-- Start Excerpted passage --

I do love them, but can't get my hands on the things nearly as often as I would like.
Tropical and tangy, a little of the fresh fruit goes a long way.
Generally, white and creamy foods (whipped cream, for instance) pair especially well with the sharp fresh passion fruit scooped right from the rind. Creams seem to tame some of that sharpness.
Yes, there are some things you should never try to improve upon. Perfectly ripe peaches right off the tree can be one of those things. You have to admit cooking perfect peaches can be downright wrong.
So why would I ever mess with a perfect, fresh passion fruit?
For one thing, I can go to an orchard and pick those perfect peaches off a tree. However, it's much less plausible that I've gone out in the recent past and picked perfectly ripe passion fruit off a vine (or off the ground).
Sorry, but since I'm not in passion fruit territory the opportunity has not presented itself.
That said, those I am able to snap up at the store are more than likely not going to be at their maximum potential (though a little time on a windowsill or in a paper bag can do them good).
Although perhaps unable to reach the epitome of flavor where I am, passion fruits with the best possible potential can be sought. First, if they're the purple variety, deep purple is good (as in NOT blue-grey or brown), and maybe with a tinge of magenta. The skin does not necessarily have to be perfectly smooth, and in fact wrinkles can be a good thing.

-- End Excerpted passage --
-- Start Supplied material --

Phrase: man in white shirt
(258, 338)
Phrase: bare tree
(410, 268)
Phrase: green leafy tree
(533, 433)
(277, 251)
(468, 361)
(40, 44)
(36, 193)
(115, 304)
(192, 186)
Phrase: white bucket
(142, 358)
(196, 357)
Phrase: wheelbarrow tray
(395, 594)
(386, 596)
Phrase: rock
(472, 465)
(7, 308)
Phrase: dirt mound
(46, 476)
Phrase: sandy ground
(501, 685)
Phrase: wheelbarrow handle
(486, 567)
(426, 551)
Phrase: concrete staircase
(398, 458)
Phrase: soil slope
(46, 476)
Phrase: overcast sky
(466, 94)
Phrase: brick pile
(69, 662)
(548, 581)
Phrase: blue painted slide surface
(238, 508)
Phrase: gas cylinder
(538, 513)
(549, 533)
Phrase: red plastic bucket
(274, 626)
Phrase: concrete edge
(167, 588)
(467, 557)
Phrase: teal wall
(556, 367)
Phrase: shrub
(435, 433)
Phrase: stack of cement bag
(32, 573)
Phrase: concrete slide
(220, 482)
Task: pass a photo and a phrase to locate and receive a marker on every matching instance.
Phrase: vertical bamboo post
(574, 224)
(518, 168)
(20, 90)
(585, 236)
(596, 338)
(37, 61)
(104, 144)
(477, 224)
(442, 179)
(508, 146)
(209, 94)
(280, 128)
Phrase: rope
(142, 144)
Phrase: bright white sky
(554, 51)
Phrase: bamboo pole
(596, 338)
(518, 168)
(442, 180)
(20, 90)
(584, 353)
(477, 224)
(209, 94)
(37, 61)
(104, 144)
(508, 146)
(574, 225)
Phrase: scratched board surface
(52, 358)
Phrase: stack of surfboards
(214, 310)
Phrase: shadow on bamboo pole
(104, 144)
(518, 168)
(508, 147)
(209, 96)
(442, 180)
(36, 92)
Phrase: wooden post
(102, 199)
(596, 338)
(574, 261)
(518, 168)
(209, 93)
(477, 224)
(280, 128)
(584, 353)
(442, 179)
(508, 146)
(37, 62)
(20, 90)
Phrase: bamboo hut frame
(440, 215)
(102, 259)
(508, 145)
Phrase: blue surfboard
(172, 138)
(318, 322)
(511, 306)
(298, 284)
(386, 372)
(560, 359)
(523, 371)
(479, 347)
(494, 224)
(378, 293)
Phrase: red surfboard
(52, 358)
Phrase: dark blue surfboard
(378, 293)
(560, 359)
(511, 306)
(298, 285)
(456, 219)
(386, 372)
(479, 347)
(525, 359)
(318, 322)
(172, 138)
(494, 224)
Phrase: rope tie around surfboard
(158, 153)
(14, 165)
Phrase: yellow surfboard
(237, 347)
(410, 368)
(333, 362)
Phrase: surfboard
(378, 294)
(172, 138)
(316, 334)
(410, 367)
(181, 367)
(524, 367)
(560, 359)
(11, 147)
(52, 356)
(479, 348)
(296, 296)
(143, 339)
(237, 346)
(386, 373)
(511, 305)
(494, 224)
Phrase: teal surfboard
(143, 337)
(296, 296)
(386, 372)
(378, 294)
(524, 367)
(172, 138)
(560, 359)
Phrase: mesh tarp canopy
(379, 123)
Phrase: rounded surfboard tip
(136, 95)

-- End Supplied material --
-- Start Supplied material --

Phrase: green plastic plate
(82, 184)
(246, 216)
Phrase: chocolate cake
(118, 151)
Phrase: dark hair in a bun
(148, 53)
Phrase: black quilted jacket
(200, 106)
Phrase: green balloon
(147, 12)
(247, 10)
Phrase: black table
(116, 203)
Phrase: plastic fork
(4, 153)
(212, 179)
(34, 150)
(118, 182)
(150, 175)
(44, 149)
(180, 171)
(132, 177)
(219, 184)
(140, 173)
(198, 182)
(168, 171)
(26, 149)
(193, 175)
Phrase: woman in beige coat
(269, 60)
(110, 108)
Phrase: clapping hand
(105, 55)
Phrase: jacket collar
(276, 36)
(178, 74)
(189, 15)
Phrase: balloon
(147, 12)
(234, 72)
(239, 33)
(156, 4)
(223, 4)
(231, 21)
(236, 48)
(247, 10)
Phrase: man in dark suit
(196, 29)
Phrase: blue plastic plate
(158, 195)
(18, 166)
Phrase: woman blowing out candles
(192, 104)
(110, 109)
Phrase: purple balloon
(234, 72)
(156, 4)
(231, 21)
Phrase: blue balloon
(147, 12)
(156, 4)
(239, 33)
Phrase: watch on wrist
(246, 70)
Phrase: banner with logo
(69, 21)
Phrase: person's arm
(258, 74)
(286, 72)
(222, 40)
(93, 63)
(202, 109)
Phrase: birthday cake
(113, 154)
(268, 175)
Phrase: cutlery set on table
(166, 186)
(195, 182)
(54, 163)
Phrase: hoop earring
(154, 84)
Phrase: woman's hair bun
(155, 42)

-- End Supplied material --

- **Exercises to complete**
1. List every remark enclosed in parentheses in the passion fruit passage.
2. Reproduce word for word the stretch of the passion fruit passage from "I do love them, but" through "fresh passion fruit?".

- **Solutions by task**
1.
1. (whipped cream, for instance)
2. (or off the ground)
3. (though a little time on a windowsill or in a paper bag can do them good)
4. (as in NOT blue-grey or brown)

2.
I do love them, but can't get my hands on the things nearly as often as I would like.
Tropical and tangy, a little of the fresh fruit goes a long way.
Generally, white and creamy foods (whipped cream, for instance) pair especially well with the sharp fresh passion fruit scooped right from the rind. Creams seem to tame some of that sharpness.
Yes, there are some things you should never try to improve upon. Perfectly ripe peaches right off the tree can be one of those things. You have to admit cooking perfect peaches can be downright wrong.
So why would I ever mess with a perfect, fresh passion fruit?